### EXERCISE BRIEF
Every line of the data, first to last, must be written out unchanged.

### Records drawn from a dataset

########

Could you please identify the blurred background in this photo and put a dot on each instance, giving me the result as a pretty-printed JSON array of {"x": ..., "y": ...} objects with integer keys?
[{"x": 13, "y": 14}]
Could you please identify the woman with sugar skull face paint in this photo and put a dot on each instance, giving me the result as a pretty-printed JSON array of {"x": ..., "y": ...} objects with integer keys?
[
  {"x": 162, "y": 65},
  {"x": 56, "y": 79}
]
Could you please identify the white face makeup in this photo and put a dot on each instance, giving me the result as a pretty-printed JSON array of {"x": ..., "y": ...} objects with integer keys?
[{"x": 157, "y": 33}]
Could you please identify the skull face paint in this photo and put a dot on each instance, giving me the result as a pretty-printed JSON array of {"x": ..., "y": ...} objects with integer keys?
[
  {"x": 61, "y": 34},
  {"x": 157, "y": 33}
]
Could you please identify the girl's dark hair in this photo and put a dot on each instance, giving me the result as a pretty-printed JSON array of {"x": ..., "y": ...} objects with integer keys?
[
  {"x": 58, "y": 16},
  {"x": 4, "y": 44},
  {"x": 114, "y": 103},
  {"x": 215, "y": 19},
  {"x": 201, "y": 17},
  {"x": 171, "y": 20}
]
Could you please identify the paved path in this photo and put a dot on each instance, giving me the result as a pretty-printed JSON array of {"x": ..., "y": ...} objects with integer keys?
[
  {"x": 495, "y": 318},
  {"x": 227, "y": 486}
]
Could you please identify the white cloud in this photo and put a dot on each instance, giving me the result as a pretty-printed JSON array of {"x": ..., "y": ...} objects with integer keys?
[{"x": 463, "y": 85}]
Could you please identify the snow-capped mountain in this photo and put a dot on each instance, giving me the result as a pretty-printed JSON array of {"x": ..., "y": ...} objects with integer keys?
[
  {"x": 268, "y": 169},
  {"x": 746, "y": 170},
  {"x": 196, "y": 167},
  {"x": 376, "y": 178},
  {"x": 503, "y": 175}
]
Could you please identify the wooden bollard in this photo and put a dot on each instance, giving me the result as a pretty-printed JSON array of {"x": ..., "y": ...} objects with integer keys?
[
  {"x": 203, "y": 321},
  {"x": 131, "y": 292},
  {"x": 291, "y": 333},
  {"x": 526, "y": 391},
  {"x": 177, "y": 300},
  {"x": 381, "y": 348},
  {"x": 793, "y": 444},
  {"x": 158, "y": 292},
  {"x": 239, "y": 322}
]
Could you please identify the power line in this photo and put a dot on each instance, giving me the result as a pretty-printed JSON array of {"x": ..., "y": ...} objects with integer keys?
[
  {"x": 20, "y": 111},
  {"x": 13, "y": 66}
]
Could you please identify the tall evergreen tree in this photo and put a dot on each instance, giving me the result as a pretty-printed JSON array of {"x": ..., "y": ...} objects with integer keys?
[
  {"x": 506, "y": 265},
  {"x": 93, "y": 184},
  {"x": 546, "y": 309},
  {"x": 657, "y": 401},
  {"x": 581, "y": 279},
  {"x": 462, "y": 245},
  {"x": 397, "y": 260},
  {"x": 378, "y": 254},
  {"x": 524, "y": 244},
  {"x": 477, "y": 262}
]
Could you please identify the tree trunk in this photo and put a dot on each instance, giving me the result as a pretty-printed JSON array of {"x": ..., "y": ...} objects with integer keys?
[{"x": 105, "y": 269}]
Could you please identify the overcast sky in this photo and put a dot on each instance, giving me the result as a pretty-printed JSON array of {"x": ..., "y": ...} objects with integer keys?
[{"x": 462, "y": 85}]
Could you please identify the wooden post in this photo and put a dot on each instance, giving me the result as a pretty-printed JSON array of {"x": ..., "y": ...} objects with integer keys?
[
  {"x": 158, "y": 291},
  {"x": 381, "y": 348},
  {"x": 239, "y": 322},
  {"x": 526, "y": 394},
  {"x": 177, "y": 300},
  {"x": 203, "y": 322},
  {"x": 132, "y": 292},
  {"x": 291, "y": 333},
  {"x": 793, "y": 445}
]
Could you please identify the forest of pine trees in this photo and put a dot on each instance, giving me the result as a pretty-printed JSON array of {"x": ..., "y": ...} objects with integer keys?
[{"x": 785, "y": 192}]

########

### RESPONSE TO THE TASK
Could you please identify the blurred background in this photo and put a dot on each instance, giving me the result as a pretty-printed JSON array of {"x": ..., "y": ...} objects with integer keys?
[{"x": 13, "y": 14}]
Could you please identify the woman with sugar skull face paint in this photo and put a dot on each instance, giving me the result as a pretty-printed JSON array of {"x": ..., "y": ...} objects with integer keys?
[
  {"x": 162, "y": 65},
  {"x": 56, "y": 79}
]
Could you please identify the white face makeup in this photo and put a dot on each instance, giving me the result as a pretty-printed JSON array of {"x": ..., "y": ...} objects with integer keys?
[{"x": 157, "y": 33}]
Could you please identify the skull face paint in this photo and put a dot on each instance, giving me the result as a pretty-printed JSON array of {"x": ..., "y": ...} objects with integer keys?
[
  {"x": 61, "y": 34},
  {"x": 157, "y": 33}
]
Could you please identify the girl's dark hair in this photo and put a dot on each instance, giving me the result as a pretty-printed JSON array of {"x": ..., "y": ...} objects with integer keys?
[
  {"x": 58, "y": 16},
  {"x": 4, "y": 44},
  {"x": 114, "y": 103},
  {"x": 215, "y": 19},
  {"x": 201, "y": 17},
  {"x": 171, "y": 20}
]
Could you please identify the paved path in this photo and put a dot on each instance, giving me the result as a pretty-printed JSON array of {"x": ..., "y": ...} objects with integer keys?
[
  {"x": 495, "y": 318},
  {"x": 227, "y": 486}
]
Could you please identify the white cloud in this photo and put a dot on each instance, giving me the result as a pretty-printed JSON array of {"x": ..., "y": ...} objects with integer keys?
[{"x": 463, "y": 85}]
Could you please identify the snow-capped mountain in this photo and put a dot on each instance, giving me the result as a pretty-printed JSON array of {"x": ..., "y": ...} objects with integer keys?
[
  {"x": 268, "y": 169},
  {"x": 746, "y": 170},
  {"x": 196, "y": 167},
  {"x": 376, "y": 178},
  {"x": 503, "y": 175}
]
Could you please identify the wooden bollard in this photo and put a dot on each instance, giving me the result as a pretty-printed JSON array of {"x": ..., "y": ...} objects with integer keys?
[
  {"x": 203, "y": 321},
  {"x": 131, "y": 292},
  {"x": 291, "y": 333},
  {"x": 526, "y": 391},
  {"x": 177, "y": 300},
  {"x": 381, "y": 348},
  {"x": 793, "y": 444},
  {"x": 158, "y": 292},
  {"x": 239, "y": 322}
]
Could you please identify the power line in this photo and put a dot on each instance, giving me the result as a pretty-printed JSON array of {"x": ..., "y": ...} objects with integer keys?
[
  {"x": 20, "y": 111},
  {"x": 13, "y": 66}
]
Could you please identify the tall evergreen tree in this photo and put a dot on each instance, giving me the result as a pretty-printed JSON array of {"x": ..., "y": ...} objects with integer keys?
[
  {"x": 506, "y": 265},
  {"x": 93, "y": 184},
  {"x": 546, "y": 309},
  {"x": 657, "y": 401},
  {"x": 581, "y": 279},
  {"x": 462, "y": 245},
  {"x": 397, "y": 260},
  {"x": 378, "y": 254},
  {"x": 524, "y": 244},
  {"x": 477, "y": 262}
]
Could you please identify the tree trunk in this photo and put a dot on each instance, giving me the result as a pretty-printed JSON array of {"x": ..., "y": ...} objects with integer keys?
[{"x": 105, "y": 269}]
Could you please identify the overcast sky in this photo and put a dot on each instance, giving me the result as a pretty-printed JSON array of {"x": ..., "y": ...} objects with integer keys?
[{"x": 462, "y": 85}]
Could you please identify the wooden post in this photo and put a dot on each instance, giving me the result as a pretty-printed JSON array of {"x": ..., "y": ...} objects with integer keys?
[
  {"x": 158, "y": 291},
  {"x": 381, "y": 348},
  {"x": 239, "y": 322},
  {"x": 526, "y": 394},
  {"x": 177, "y": 300},
  {"x": 203, "y": 322},
  {"x": 132, "y": 292},
  {"x": 291, "y": 333},
  {"x": 793, "y": 445}
]
Could you please identify the forest of pine trees in this photo and put a dot on each instance, giving me the result as a pretty-printed JSON array of {"x": ..., "y": ...} objects with integer keys?
[{"x": 785, "y": 192}]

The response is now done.